Based on a review of 13 studies, as early as 1995, the global serotype distribution was categorized into “developed” and “developing” country patterns, with serotypes 1 and 5 proposed to reflect “developing” country serotypes. However, a major factor influencing the perceived importance of serotypes 1 and 5 is the precise pediatric age group studied. For example, a German study revealed that the serotypes represented in the heptavalent vaccine accounted for 70% of invasive pneumococcal disease in the 6- to 24-month age range, but only for 30% to 40% of invasive serotypes causing disease in <6-month-olds or >5-year-olds. In contrast, serotypes represented in a hypothetical 9-valent vaccine (also containing serotypes 1 and 5) increased vaccine coverage to 70% to 80% in those age ranges. ²⁰

Another German study from 2010, ²¹ found similarly, that the serotype coverage for the PCV7 to be only 36.8% for infants younger than 60 days with the new conjugate vaccines (10- and 13-valent) increasing the coverage up to 80%. Their leading serotypes were 7F, 1, and 14. The serotype distribution in this age-group differed considerably from that of older infants who were vaccinated with the PCV7. In contrast to our study, in which all strains were susceptible to penicillin, Imohl et al ²¹ found resistance in 3.1% of pneumococcal meningitis cases.

-*-

■ **Work request 1**: Rename "PCV7" as "heptavalent vaccine" in the stretch of the pneumococcal serotype passage from "Another German study" through "pneumococcal meningitis cases.", and give that stretch in full.
■ **Work request 2**: Extend the passage on pneumococcal serotype coverage with new text that follows on from its last sentence.

-*-

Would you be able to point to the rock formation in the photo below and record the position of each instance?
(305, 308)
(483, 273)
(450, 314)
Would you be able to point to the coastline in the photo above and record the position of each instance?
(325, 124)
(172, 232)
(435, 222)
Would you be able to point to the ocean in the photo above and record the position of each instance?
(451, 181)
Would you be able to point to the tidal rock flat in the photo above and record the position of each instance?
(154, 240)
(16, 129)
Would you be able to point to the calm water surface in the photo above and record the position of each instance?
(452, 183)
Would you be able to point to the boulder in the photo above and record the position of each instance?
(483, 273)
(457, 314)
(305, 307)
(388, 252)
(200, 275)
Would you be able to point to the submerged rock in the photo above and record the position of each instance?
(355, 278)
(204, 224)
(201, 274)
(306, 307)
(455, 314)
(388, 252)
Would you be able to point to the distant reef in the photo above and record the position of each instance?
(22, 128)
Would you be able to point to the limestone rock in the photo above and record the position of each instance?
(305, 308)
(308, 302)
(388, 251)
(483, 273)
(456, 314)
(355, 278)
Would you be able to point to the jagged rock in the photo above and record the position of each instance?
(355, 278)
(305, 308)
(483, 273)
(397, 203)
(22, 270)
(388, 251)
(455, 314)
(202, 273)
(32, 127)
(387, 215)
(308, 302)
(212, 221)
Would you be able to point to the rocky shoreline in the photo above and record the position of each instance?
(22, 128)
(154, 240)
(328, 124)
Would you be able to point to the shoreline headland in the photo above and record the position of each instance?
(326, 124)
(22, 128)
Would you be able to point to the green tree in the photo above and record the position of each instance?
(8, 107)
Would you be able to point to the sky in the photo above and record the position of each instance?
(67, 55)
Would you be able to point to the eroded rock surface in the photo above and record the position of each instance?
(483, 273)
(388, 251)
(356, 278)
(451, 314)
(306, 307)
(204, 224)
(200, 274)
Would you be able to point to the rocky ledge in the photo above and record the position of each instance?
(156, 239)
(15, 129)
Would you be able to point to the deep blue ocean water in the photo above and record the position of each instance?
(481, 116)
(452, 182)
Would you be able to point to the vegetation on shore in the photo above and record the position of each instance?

-*-

■ **Response box 1**:
Another German study from 2010, ²¹ found similarly, that the serotype coverage for the heptavalent vaccine to be only 36.8% for infants younger than 60 days with the new conjugate vaccines (10- and 13-valent) increasing the coverage up to 80%. Their leading serotypes were 7F, 1, and 14. The serotype distribution in this age-group differed considerably from that of older infants who were vaccinated with the heptavalent vaccine. In contrast to our study, in which all strains were susceptible to penicillin, Imohl et al ²¹ found resistance in 3.1% of pneumococcal meningitis cases.

■ **Response box 2**:
In our medical center, even with the introduction of the 13-valent pneumococcal conjugated vaccine, which includes the most common serotypes found in our study,^1,5 the vaccine coverage will still be only 67% for invasive pneumococcal infections in infants younger than 2 months. Several other studies found that neonatal disease tends to occur with nonvaccine serotypes.^11,12,16

We found no case of pneumonia, but it is possible that neonatal pneumonia was underdiagnosed, as chest X-ray is not performed routinely in febrile infants in our medical center, unless respiratory signs or symptoms are present.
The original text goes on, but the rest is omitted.